> _To-do item_:
List every line of the records that contains the string "clicks", matching case exactly.

> _Data section_:
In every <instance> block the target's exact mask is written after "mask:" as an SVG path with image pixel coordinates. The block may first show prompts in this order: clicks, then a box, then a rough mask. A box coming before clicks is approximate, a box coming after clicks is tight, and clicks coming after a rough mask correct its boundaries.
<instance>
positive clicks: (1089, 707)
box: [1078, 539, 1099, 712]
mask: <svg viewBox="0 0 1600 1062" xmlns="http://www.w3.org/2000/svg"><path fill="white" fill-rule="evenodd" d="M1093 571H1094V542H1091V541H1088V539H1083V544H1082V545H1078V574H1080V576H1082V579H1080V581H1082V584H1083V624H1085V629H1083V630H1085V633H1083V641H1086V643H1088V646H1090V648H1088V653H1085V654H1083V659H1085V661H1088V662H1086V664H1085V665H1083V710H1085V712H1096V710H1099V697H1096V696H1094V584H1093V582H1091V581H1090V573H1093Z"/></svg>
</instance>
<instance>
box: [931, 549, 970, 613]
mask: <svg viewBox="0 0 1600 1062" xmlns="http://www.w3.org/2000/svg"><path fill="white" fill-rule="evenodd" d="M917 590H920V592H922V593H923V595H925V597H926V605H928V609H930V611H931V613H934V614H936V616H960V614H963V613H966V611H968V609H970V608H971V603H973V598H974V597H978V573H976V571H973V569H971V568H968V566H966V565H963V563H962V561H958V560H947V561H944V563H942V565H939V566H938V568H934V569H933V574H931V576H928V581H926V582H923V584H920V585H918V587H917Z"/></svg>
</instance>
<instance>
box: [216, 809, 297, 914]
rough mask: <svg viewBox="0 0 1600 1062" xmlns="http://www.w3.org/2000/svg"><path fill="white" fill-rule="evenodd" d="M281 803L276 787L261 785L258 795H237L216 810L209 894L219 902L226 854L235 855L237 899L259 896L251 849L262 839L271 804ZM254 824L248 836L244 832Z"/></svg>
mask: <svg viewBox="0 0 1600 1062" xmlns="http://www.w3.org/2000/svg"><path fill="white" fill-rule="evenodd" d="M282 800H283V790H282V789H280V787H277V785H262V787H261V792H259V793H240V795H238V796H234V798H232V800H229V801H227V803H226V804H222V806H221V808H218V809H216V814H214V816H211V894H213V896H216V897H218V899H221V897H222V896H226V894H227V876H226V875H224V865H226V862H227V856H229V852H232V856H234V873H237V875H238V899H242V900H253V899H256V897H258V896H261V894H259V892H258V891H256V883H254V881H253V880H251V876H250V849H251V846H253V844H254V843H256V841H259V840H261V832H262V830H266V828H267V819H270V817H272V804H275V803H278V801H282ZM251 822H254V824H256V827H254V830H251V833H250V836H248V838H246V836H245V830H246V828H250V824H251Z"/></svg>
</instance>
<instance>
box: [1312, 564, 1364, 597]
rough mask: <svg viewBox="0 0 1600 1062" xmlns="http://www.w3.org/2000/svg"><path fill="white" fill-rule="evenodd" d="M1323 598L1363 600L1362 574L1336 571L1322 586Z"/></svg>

> _Exercise answer_:
In every <instance> block the target's exact mask is written after "mask:" as an SVG path with image pixel coordinates. The block may first show prompts in this order: clicks, then a box, then a rough mask. A box coming before clicks is approximate, a box coming after clicks is tight, and clicks coming after a rough mask correct its boundaries.
positive clicks: (1089, 707)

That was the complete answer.